→ **WRITTEN TASK**:
The listing must be reproduced in full, exactly as it stands.
**** INPUT FOR THIS TASK
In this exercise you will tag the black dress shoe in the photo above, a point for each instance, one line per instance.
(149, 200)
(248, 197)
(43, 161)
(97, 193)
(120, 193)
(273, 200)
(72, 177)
********
→ **TASK ANSWER**:
In this exercise you will tag the black dress shoe in the photo above, a point for each instance, one line per instance.
(149, 200)
(248, 197)
(43, 161)
(97, 193)
(120, 193)
(273, 200)
(72, 177)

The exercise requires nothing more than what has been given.